# [Your objective]
Pull every line that includes the word "wheel" out of the data below and copy it.

# [Dataset extract]

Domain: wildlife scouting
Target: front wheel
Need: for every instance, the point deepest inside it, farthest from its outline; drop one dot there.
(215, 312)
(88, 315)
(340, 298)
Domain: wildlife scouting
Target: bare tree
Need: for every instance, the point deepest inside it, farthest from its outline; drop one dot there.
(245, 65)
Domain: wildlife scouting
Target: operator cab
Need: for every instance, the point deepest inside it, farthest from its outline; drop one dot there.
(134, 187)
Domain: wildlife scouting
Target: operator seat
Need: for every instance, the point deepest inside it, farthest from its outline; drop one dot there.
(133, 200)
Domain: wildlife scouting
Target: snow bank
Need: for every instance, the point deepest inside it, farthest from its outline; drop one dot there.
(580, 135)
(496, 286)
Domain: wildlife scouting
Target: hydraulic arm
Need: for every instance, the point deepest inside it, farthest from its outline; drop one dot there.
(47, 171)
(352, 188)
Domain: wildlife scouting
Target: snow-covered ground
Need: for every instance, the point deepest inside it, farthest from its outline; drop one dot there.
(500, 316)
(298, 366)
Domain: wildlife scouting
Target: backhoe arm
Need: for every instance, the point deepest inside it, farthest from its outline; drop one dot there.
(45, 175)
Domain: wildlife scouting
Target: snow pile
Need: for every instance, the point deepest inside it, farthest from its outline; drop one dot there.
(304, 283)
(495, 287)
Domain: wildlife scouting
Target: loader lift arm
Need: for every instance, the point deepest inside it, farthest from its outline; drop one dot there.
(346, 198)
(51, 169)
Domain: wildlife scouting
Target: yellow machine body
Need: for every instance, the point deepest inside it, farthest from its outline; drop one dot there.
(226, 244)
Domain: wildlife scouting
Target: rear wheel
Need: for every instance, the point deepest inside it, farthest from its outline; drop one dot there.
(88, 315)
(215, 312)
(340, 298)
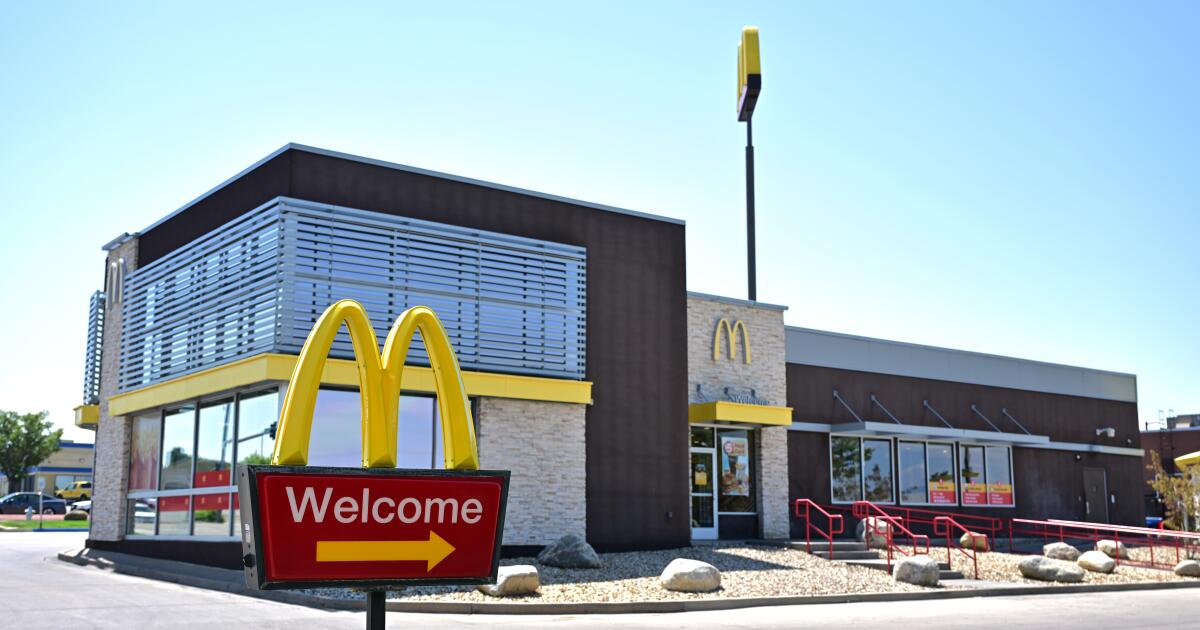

# [Solution below]
Target: front wheel
Target: rear wheel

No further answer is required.